### Goal A
Count the lines of the listing that contain the string "sleeve". Reply with the number only.

### Quoted text
Whither the NDP?

 

Just 4 months before the 2019 federal election, the NDP is has effectively blocked two women of colour from running under its banner.

In the last two weeks, we have seen the federal NDP pull the plug on Rana Zaman  in Dartmouth-Cole Harbour.  Zaman, is a tireless party worker who previously ran for the NDP in Nova Scotia’s 2017 provincial election.  This time, Zaman recruited hundreds of new members and won the federal nomination. rana1Rana Zaman

The trouble began when online trolls leaked Zaman’s August 2018 tweets critical of Israel’s shooting of Gaza protesters.  Zaman, who came as a child to Canada from Pakistan, used strong language to castigate Israel.  When Zaman posted the tweets, it was five months into the Palestinians’ Great March of Return.  By then, according to Amnesty International, Israeli forces had killed almost 150 Palestinians, and injured 10,000– including Canadian emergency room physician Tarek Loubani.  Zaman’s tweets compared the Israeli killings to Nazi Germany and likened Gaza to Auschwitz.  The tweets were over the top and she quickly issued a heartfelt and genuine public apology. Despite the apology, the NDP revoked her nomination.

Some have suggested that Rana Zaman, as a racialized person, was treated more harshly than a white person would have been.  There is some evidence to support this.  Her situation is somewhat analogous to that of Matthew Rowlinson, a university professor in London, Ont. In 2015, Rowlinson received the NDP nomination for the federal riding of London West.  Previously, he had signed a letter which asserted that “ethnic cleaning” of Palestine was ongoing and that Israel wanted a Jerusalem free of Palestinians.  Rowlinson issued an apology and the NDP permitted him to stand as a candidate.  The party did not extend the same consideration to Zaman.

Readers may recall that, in the lead up to the 2015 federal election, two NDP hopefuls were prevented from seeking nomination, and two democratically nominated candidates had their nominations revoked by the party because of their criticism of Israel.   We have to remember that many Canadians supported Palestinians in the wake of Israel’s horrendous 51-day bombing of Gaza.  In the 2014 “Operation Protective Edge,” Israel killed more than 2,200 Palestinians — mainly civilians.  Five hundred of the dead were children. In addition, more than 10,000 Gazans were seriously injured by Israel’s bombs.

  • Syed Hyder of Edmonton disallowed because he dared to say that Israel was guilty of war crimes against Palestinians.
  • The mayor of Clyde River, Nunavut, Jerry Natanine, was rejected from being a federal NDP candidate because he wrote “I often side with the Palestinians because of all the hardship they are facing….”
  • The NDP revoked the nomination of Morgan Wheeldon, in Nova Scotia’s riding of Kings-Hants because he called Israel’s 2014 attack on Gaza a war crime, and suggested that Israel wanted to ethnically cleanse the region.
  • NDP nominee Paul Manly, was prohibited from running in Nanaimo-Ladysmith in BC because in 2012 he had criticized the party for its refusal to support his father, former NDP MP Jim Manly who was imprisoned by Israel as he tried to deliver humanitarian aid to Gaza. In a strong instance of irony, Paul Manly went on to win a seat for the Greens in the recent federal by-election.

### Goal B
In the piece on the NDP, why was Paul Manly prohibited from running in Nanaimo-Ladysmith?

[Listing excerpted from a collection]
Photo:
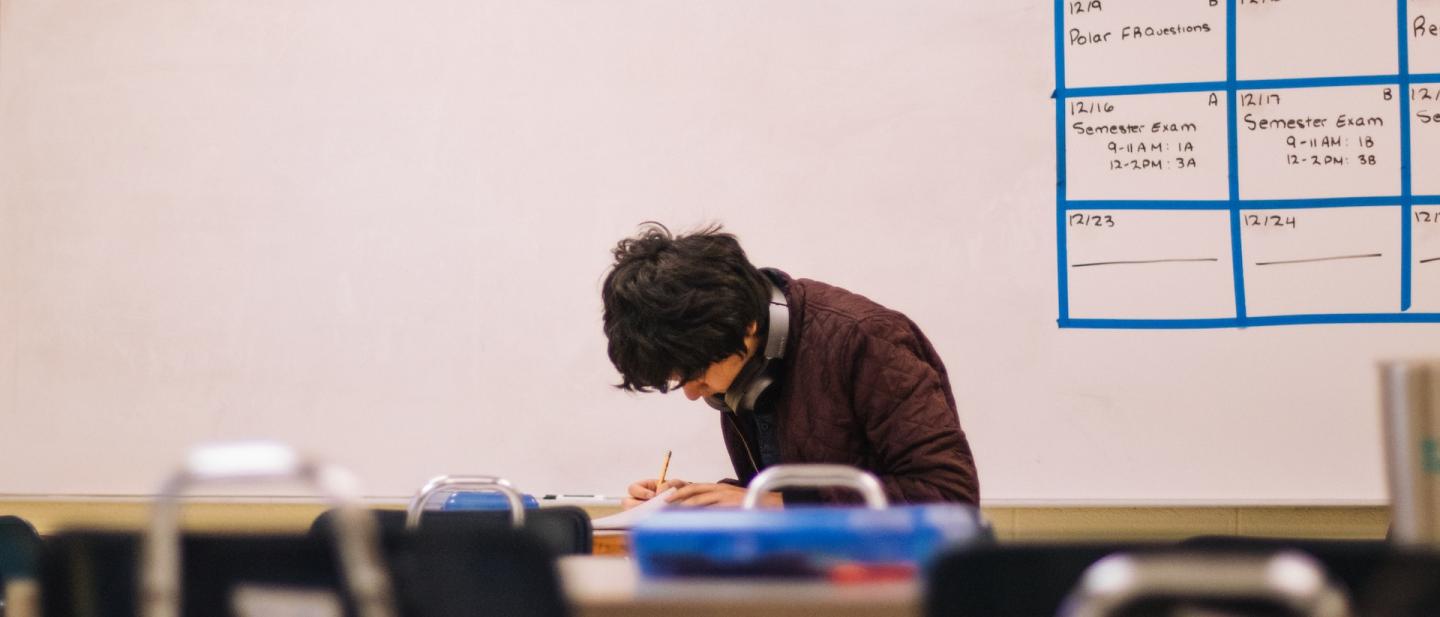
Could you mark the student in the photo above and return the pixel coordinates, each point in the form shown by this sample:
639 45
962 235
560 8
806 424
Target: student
856 382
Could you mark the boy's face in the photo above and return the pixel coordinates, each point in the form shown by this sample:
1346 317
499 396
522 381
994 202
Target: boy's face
719 375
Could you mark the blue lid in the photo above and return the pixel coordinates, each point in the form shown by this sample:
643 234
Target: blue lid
802 539
484 500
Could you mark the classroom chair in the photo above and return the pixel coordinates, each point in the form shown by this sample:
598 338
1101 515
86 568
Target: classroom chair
359 571
19 548
1050 578
1213 583
434 574
1383 578
1011 580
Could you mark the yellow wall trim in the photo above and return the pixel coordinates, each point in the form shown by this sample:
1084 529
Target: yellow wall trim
1011 524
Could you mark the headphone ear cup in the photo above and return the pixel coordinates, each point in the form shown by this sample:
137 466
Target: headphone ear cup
717 402
738 394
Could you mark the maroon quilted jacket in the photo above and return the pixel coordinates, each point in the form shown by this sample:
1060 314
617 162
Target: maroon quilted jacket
863 387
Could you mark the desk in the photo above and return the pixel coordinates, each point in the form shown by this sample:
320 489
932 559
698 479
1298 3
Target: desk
612 587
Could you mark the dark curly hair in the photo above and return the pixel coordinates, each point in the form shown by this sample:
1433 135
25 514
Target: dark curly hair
677 304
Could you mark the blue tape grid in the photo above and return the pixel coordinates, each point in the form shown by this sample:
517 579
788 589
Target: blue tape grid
1234 205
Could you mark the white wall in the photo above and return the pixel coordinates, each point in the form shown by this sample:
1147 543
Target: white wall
378 229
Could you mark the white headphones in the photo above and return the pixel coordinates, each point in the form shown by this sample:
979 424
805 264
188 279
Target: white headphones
761 372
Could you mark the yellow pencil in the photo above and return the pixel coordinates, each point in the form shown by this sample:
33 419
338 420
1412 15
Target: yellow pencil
660 485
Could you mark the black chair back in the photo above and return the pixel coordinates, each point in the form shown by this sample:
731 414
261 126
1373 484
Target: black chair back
435 574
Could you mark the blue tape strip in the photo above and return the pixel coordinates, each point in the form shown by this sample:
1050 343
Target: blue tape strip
1233 144
1062 250
1242 203
1249 322
1229 84
1406 203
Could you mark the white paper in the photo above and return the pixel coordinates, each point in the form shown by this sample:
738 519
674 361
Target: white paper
634 515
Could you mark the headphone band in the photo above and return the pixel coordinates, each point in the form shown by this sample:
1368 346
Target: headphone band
761 372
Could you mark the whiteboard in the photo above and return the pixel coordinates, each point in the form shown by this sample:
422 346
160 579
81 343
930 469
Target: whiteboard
378 231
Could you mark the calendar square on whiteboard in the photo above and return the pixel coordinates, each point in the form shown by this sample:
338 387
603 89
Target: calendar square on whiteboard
1283 39
1423 29
1305 143
1424 260
1424 139
1123 42
1321 260
1146 146
1149 264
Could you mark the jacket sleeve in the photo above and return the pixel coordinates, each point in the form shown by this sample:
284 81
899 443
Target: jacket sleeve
903 402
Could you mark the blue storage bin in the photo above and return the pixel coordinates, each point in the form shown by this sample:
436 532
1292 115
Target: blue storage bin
484 500
799 541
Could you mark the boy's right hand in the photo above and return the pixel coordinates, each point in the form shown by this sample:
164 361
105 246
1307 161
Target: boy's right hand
645 490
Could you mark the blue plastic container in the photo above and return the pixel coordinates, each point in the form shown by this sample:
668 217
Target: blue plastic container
484 500
799 541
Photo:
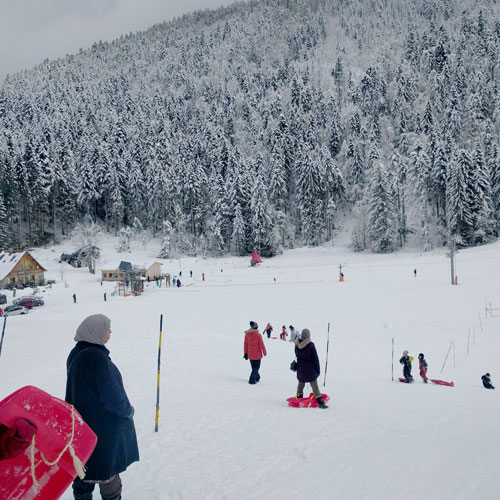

### Reply A
2

### Reply B
In 2012, Paul Manly had criticized the NDP for refusing to support his father, former NDP MP Jim Manly. Jim Manly had been imprisoned by Israel while trying to deliver humanitarian aid to Gaza.